- [ABOUT THIS EXERCISE]
Give back each line of the listing below that contains the string "snow".

- [RECORDS TO USE]
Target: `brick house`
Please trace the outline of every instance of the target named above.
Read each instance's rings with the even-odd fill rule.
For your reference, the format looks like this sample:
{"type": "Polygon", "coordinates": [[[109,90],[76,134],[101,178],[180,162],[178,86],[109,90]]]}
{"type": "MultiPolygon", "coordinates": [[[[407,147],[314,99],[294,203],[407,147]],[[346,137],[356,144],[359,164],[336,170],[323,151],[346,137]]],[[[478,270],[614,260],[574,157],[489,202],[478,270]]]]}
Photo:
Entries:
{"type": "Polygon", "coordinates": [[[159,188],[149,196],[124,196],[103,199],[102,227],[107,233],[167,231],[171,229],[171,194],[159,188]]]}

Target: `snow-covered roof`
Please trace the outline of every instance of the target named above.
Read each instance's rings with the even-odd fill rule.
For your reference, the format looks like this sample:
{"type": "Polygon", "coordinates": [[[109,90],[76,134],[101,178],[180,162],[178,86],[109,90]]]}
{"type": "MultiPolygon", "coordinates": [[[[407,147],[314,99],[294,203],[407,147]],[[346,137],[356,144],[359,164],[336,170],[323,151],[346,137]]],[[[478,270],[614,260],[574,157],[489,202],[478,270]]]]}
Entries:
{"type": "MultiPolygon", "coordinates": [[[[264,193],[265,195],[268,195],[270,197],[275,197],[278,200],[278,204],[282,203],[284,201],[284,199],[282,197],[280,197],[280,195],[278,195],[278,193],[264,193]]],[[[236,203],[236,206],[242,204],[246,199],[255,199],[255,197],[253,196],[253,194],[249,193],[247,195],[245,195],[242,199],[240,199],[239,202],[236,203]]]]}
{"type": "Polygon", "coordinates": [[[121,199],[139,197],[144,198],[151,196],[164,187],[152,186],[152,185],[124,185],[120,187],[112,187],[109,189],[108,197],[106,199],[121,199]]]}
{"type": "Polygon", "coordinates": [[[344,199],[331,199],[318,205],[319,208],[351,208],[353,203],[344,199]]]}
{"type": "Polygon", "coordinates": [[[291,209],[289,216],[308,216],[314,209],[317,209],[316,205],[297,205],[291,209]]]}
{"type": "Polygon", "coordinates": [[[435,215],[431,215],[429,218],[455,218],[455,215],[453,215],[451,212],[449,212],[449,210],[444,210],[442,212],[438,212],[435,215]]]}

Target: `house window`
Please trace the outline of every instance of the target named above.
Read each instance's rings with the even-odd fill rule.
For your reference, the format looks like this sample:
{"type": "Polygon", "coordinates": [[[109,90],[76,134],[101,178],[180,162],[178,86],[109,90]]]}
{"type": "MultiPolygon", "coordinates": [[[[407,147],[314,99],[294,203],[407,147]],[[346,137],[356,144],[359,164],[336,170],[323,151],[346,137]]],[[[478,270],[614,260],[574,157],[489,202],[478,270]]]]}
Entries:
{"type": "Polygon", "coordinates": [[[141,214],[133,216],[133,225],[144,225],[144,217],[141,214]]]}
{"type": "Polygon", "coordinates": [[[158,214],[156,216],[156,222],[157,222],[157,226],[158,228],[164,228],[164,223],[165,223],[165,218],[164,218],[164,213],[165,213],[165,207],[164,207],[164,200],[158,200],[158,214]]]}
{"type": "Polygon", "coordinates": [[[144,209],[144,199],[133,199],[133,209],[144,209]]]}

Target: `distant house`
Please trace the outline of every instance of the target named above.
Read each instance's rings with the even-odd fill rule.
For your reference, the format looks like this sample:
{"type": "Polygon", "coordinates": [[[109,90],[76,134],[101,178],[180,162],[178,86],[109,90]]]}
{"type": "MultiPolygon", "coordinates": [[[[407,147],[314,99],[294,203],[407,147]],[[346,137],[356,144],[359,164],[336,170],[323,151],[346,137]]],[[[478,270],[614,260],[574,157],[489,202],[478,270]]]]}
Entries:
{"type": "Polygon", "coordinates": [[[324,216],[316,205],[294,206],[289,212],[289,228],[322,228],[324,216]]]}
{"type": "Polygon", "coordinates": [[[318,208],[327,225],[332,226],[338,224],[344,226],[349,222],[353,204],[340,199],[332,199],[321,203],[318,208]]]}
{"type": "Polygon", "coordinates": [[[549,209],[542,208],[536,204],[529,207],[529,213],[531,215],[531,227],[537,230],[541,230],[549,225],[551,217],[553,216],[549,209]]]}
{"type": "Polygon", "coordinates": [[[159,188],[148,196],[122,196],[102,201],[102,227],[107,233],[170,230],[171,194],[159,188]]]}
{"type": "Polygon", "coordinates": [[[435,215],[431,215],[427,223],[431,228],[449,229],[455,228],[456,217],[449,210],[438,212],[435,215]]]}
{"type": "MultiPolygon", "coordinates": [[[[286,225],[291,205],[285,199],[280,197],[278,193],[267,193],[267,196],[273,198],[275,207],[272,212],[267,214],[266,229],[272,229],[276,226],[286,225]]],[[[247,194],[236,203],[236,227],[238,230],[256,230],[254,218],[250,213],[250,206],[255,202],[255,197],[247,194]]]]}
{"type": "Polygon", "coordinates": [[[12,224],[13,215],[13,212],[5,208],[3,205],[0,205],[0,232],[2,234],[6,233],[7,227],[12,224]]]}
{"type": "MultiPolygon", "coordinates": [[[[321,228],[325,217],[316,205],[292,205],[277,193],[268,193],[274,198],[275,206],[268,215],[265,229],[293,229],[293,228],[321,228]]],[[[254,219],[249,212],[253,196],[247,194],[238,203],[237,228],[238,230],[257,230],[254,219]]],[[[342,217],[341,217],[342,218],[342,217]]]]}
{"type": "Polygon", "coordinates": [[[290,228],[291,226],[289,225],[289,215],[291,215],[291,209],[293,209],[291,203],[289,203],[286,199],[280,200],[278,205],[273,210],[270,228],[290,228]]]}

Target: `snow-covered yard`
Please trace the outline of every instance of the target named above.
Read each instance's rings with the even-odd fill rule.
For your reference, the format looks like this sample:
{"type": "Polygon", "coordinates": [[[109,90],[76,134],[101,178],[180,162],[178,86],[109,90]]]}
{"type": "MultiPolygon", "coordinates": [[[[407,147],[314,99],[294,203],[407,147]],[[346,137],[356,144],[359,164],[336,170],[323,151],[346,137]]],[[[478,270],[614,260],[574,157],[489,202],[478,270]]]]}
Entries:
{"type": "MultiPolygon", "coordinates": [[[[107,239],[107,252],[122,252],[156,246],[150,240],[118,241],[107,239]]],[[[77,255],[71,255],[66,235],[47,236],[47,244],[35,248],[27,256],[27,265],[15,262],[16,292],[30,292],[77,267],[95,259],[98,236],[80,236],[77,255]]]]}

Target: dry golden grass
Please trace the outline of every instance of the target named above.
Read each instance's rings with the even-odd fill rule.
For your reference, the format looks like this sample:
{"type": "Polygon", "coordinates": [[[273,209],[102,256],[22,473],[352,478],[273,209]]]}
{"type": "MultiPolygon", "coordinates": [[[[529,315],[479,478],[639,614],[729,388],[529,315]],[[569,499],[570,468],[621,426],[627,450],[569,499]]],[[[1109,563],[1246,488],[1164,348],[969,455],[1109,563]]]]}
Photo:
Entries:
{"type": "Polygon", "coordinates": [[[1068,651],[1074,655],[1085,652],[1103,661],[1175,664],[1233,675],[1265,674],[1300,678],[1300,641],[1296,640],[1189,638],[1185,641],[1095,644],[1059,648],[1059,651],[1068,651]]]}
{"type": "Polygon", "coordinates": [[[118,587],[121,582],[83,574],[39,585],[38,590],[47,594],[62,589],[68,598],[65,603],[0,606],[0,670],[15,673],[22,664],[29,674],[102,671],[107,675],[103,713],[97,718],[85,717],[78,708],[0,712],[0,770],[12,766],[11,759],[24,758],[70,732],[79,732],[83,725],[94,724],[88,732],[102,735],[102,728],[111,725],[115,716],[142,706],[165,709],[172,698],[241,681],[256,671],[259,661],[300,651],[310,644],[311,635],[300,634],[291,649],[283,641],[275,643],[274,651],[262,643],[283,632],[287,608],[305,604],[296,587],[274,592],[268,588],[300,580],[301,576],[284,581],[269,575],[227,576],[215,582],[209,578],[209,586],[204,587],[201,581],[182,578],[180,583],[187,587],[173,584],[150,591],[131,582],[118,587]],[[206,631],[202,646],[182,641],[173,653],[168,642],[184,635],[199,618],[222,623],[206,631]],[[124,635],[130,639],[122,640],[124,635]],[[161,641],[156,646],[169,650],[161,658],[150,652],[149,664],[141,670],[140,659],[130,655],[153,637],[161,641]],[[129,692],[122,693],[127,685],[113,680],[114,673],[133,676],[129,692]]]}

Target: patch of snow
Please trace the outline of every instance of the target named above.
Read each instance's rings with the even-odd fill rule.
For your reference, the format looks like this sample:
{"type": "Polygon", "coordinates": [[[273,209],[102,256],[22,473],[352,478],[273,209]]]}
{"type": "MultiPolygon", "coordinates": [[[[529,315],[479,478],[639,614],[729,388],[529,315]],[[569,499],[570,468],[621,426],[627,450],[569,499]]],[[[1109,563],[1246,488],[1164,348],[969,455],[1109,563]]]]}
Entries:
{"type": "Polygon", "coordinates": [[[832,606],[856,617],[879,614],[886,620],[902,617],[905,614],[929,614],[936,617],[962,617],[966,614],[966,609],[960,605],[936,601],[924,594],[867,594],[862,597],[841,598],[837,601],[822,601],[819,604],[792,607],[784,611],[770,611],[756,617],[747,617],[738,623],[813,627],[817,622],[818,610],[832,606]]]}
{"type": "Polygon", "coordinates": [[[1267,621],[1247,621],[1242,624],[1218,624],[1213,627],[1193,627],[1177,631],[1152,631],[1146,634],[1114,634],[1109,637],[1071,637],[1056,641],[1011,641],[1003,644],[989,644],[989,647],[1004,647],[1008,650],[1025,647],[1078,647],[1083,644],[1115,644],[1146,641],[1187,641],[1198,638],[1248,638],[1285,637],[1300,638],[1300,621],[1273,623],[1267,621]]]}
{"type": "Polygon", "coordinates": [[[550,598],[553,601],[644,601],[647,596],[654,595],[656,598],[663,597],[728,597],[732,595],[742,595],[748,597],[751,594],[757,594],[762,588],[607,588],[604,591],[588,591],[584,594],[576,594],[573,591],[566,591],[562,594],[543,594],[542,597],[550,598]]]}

- [YOUR RESPONSE]
Target: `snow-covered roof`
Target: `snow-covered yard`
Target: patch of snow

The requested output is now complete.